• [Document section]
===

Perfect Love

Perfect love casts out all fear, because fear has to do with punishment. (Excerpt from 1 John 4:18)

That little phrase has caused me no end of consternation.  What does it mean?  What is perfect love?  And does fear really have to do with punishment?  Fear of spiders, or guns, or sickness- those fears don’t have to do with punishment, do they?  So if I understand I am loved, isn’t a certain amount of fear still totally rational?

When I was young, I simply couldn’t wrap my mind around the concept hinted at in that passage.  I especially couldn’t wrap my mind around what seemed to be the dueling ideals of understanding perfect love and still being commanded to fear God.  I mean, if perfect love casts out all fear than isn’t the command to fear God also a command to NOT understand his love?  What were these Bible writers really going after?  Perhaps they owned stock in Tylenol.

But time teaches any number of lessons.  And I’ve learned in time that fearing God, that is, understanding his power and being in awe of it, is possible even with grasping his love for me.  It’s partially because I know he loves me that I am in awe of his power- because I understand that his love may take forms that I cannot fully comprehend or handle, just as there are times that even though I understand my husband’s love for me I deal with the reality that I cannot fully understand him or his motives and am sometimes baffled by his choices.  How much more so when it is God I am loving and being loved by- this eternal being whose mind is almost utterly foreign.

===

• [Data excerpts]
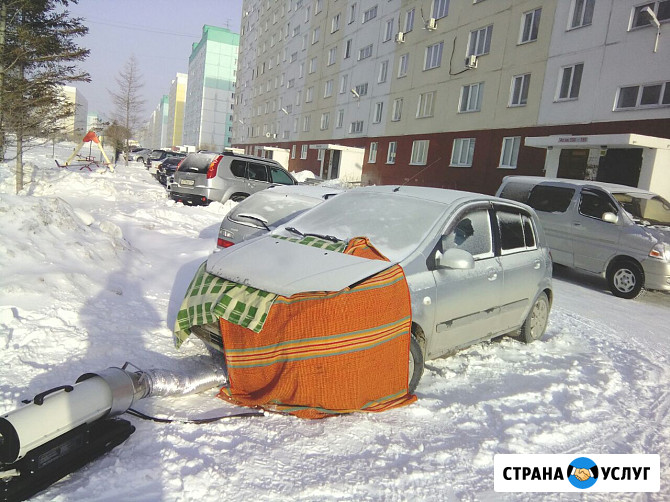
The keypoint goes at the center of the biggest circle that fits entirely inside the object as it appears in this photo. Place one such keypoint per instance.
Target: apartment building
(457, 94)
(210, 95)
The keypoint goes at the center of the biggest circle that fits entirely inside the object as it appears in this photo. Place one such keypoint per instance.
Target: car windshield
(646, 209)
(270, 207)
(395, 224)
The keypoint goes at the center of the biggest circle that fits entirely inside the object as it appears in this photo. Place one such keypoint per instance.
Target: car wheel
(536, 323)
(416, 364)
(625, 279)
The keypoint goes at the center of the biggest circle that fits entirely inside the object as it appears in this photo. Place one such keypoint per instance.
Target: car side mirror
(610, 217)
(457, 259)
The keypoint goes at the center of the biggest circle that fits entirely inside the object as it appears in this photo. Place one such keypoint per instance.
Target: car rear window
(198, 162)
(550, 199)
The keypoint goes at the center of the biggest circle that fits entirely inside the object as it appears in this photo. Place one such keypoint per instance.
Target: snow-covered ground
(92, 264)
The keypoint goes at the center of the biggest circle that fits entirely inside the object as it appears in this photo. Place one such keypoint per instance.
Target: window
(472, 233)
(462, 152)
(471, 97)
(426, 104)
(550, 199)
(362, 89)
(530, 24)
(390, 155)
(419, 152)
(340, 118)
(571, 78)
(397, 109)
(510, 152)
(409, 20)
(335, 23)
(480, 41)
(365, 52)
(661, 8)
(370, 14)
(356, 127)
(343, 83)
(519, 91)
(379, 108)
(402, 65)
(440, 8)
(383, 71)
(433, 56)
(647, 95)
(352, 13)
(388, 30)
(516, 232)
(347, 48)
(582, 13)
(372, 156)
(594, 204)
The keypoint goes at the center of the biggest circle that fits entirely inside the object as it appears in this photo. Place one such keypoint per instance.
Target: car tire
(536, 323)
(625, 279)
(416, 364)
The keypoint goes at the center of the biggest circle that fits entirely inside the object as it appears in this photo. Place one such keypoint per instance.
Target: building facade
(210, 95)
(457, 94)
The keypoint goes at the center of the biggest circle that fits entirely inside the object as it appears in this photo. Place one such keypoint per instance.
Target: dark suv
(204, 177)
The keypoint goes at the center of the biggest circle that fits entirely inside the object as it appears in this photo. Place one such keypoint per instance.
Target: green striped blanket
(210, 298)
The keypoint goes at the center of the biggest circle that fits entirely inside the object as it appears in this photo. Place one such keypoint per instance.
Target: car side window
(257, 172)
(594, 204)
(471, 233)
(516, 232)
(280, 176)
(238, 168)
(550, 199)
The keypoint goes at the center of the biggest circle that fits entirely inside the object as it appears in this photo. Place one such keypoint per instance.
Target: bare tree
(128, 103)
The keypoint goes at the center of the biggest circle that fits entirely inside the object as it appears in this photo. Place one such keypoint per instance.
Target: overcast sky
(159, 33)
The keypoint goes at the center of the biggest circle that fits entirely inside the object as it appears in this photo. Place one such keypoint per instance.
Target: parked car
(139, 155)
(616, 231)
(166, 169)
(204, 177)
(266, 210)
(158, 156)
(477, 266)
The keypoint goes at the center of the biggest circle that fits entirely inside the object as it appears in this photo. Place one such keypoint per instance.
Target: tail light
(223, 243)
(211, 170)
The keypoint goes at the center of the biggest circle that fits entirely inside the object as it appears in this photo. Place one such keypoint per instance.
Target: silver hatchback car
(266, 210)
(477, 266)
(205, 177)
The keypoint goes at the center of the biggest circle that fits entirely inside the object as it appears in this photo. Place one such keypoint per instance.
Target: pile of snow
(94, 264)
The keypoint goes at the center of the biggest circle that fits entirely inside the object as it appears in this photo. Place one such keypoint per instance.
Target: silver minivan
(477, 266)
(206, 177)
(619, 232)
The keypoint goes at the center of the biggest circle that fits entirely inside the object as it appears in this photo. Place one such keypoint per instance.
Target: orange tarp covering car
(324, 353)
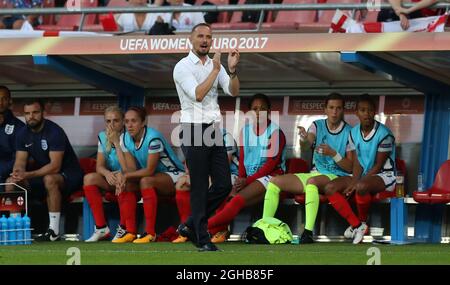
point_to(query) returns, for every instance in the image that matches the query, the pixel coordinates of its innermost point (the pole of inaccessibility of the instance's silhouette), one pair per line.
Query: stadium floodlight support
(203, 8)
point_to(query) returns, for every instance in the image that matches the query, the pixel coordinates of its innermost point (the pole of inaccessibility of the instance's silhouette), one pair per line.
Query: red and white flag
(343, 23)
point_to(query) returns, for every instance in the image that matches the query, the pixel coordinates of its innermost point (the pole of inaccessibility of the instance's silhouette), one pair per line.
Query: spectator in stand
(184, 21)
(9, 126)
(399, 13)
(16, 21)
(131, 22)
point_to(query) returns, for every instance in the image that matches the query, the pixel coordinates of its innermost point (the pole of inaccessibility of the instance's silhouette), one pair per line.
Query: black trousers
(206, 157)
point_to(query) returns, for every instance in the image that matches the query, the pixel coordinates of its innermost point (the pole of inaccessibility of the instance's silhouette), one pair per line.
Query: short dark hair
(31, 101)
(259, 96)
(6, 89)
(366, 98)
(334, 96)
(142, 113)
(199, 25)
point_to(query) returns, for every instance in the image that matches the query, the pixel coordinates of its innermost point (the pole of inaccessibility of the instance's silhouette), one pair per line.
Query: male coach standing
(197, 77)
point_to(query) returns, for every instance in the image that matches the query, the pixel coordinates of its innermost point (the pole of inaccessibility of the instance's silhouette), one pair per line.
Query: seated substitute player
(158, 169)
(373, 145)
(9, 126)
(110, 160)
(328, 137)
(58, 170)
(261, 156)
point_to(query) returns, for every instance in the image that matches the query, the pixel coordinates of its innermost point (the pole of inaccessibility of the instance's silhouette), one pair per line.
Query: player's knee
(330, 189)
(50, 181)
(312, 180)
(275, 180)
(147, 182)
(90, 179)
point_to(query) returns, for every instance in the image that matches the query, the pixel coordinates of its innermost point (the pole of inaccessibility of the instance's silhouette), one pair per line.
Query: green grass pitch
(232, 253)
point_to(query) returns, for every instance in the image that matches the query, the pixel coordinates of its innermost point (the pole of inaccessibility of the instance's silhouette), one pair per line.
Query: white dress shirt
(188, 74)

===

• [What is asked]
1. In the essay on perfect love, which company does the writer joke the Bible writers might have owned stock in?
2. Pick up the essay on perfect love after its last sentence and keep writing it.
The material plays no part here.

• [Outputs in order]
1. Tylenol.

2.
But yet I am CERTAIN of his love, and thus while I tremble I am not truly afraid.  I know that even in the pain and agony of this life, even in the troubles and hurt and abandonment and terror, I am loved.  I live and experience life because I am loved, even feel pain because I am loved, and I know that in time everything about my relationship with God that baffles me will be made clear, and I will continue to feel and understand his love.

Perfect love isn’t happiness, it isn’t kittens and roses- perfect love is confidence.  It is the ability to suffer through even the worst pain for the sake of something greater.  It is willingness to submit to a higher will.  Like with earthly parents, sometimes love takes the form of admonition and a slap on the wrist.  Sometimes it takes the form of letting out the leash and letting the loved one suffer their own consequences.  Sometimes it takes the form of offering a bitter drink for the sake of health.  But all of these things are love, and in the end just as with one’s earthly parents one grows to the point that one sees that love and pain are sometimes simultaneous.

And then you learn not to fear, you learn to trust, you learn to be willing to believe in that love even as the tears are falling.

And it is perfect.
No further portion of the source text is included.